# [Short problem]
Retype the items starting at the line that contains "[indicate] the boat" and ending at the line that contains "Target: the boat painting", both lines included, and nothing else.

# [Data records]
'''
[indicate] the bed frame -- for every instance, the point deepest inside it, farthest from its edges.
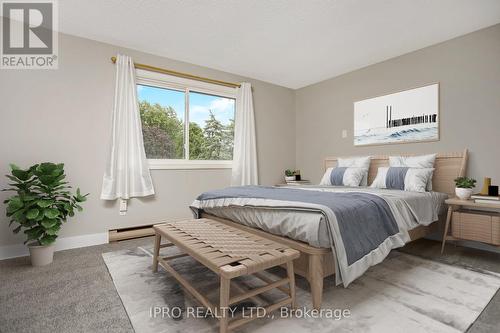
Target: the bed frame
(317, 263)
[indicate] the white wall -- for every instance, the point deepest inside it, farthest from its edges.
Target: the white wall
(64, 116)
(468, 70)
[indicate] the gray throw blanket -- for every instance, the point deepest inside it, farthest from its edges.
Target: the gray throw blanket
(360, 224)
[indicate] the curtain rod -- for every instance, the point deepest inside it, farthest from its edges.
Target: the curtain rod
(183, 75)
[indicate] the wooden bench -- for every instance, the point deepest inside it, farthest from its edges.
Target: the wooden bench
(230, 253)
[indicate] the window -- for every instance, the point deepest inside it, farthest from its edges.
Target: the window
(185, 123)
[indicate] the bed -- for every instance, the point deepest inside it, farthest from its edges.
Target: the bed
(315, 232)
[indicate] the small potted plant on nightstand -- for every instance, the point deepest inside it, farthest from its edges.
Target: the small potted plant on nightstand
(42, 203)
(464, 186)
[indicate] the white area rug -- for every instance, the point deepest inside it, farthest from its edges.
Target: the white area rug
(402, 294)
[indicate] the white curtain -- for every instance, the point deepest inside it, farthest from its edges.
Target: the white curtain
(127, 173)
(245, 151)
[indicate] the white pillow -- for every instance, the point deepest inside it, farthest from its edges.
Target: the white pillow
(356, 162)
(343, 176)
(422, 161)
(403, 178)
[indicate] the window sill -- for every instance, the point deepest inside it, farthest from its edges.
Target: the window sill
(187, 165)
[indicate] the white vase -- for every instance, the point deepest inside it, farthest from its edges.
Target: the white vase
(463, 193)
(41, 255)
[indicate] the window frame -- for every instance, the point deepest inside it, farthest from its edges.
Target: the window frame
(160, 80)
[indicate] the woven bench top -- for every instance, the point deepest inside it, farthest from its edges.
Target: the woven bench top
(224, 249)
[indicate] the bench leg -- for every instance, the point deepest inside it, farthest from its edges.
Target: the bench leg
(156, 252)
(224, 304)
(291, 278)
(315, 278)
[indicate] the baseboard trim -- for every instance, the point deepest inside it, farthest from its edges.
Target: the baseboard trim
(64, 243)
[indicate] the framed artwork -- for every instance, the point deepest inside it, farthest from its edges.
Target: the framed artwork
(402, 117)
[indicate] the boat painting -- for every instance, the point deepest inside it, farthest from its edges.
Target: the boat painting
'''
'''
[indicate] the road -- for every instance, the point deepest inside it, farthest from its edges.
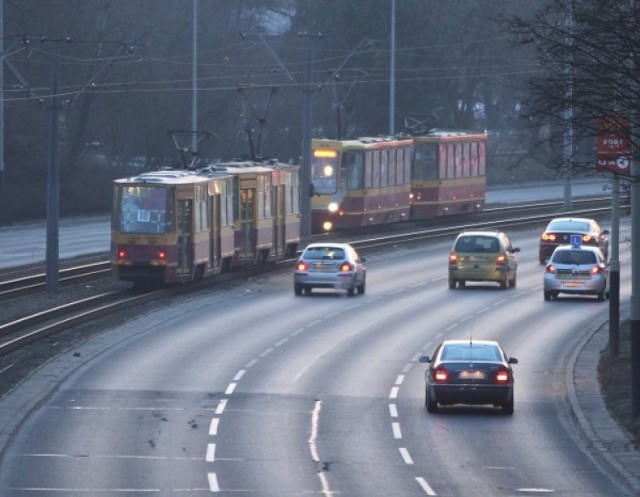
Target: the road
'''
# [Result below]
[indicate] the boat painting -- for every instance, the point deepest inside it, farthest from its edges.
Target: the boat painting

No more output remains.